**Article**

..............................

After revealing on Instagram last week she has gained 17 lbs., talk show host Jeannie Mai says she’s never felt better.

The 39-year-old, who is a co-anchor on The Real, opened up to PEOPLE, revealing her past struggles with food and how far she has come in the past three months.

“It was a lot of over-control,” Mai says. “I was eating — if you were my friend and you hung out with me, you would see me just normally eating my food — but there was a level of control to it that I knew if I woke up the next day and weighed myself and I was over 103 [pounds], I would scale it back and make sure that I didn’t creep one ounce over that weight.”

Mai says she was consistently 103 lbs. for the past 12 years — her entire career on television.

“When you’re in Hollywood, at the time, being thinner is just something … it’s almost like the unachievable thing,” she tells PEOPLE.

..............................

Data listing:
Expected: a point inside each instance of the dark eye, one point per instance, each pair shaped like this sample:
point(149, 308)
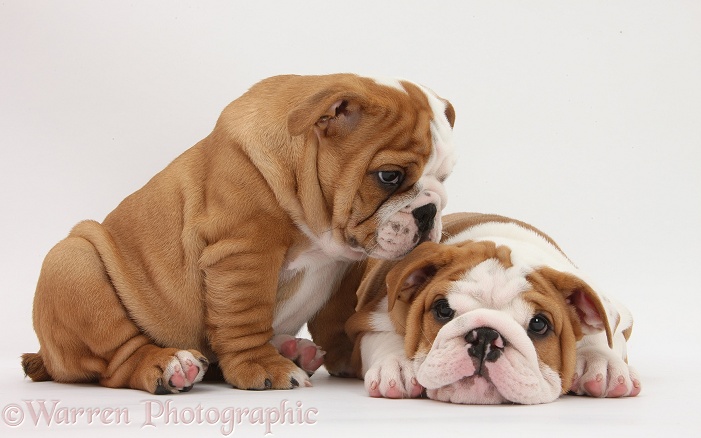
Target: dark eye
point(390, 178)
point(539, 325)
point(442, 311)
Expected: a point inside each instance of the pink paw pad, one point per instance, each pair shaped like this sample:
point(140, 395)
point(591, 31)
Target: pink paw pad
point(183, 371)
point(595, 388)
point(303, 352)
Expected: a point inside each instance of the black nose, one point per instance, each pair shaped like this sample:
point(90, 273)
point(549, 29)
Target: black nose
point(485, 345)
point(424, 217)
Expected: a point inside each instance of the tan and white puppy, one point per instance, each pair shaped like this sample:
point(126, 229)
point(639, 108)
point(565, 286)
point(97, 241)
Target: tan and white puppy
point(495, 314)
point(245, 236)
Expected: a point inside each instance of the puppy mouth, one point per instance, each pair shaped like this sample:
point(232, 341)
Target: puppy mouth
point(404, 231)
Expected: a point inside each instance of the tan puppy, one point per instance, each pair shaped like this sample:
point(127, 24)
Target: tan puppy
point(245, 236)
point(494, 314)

..............................

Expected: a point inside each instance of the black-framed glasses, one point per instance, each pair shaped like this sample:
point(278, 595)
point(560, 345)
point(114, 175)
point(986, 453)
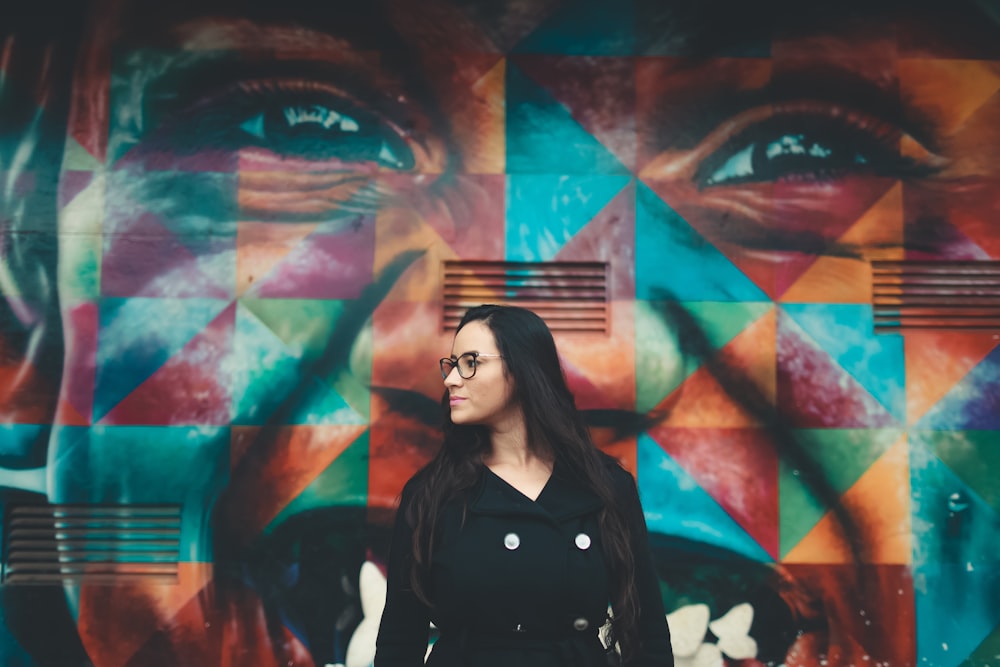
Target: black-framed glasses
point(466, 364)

..............................

**Work to do**
a) Reproduce the stretch of rows from the line containing "Expected: a point inside each instance of the pink" through the line containing "point(494, 314)", requests included. In that stretch, multiply every point coordinate in the answers by 1.4 and round each result to a whole number, rounding halves up.
b) Continue the article on Jeannie Mai's weight gain from where it stops.
The text and the rows were drawn from separate sources.

**Per-task answers**
a)
Expected: a point inside each instance of the pink paw pad, one point per instance, each pair shaped like this sample:
point(140, 395)
point(591, 31)
Target: pink paw pad
point(256, 519)
point(833, 543)
point(424, 493)
Expected: a point inside each instance of the black nose, one point per instance, each pair shaped like this sample:
point(90, 273)
point(549, 29)
Target: black nose
point(679, 483)
point(594, 304)
Expected: a point inside each instance of the tan and white puppy, one point per instance, each pair shaped like this sample:
point(126, 229)
point(639, 108)
point(565, 286)
point(97, 241)
Target: tan and white puppy
point(693, 440)
point(343, 330)
Expected: a point inside each instance of the puppy mouth, one point per instance, each pair shaped like this sample:
point(232, 341)
Target: puppy mouth
point(566, 323)
Expected: a point inside each instance of the tan puppy, one point per instance, each pair shaped like this sample:
point(127, 24)
Target: tan puppy
point(343, 330)
point(692, 440)

b)
“Everywhere you go somebody is on a diet. Everywhere you go in L.A. there is a no-carb option. I stayed at that weight because it’s what I thought I should be because I’m already small and I also lost a lot of weight since high school. I used to be a not-healthy 130-lb. girl, all in my stomach, all in my arms so I lost the weight and I stayed there then I became a control freak about the way I was eating and it just became the norm.”

Mai says people would also comment on her weight, asking her how she stayed so thin, which felt like a compliment.

“I thought I have what a lot of women want but can’t get so I better stick with it,” she says. “You just think that’s the right thing to do. I fit everything. I fit the model sizes.”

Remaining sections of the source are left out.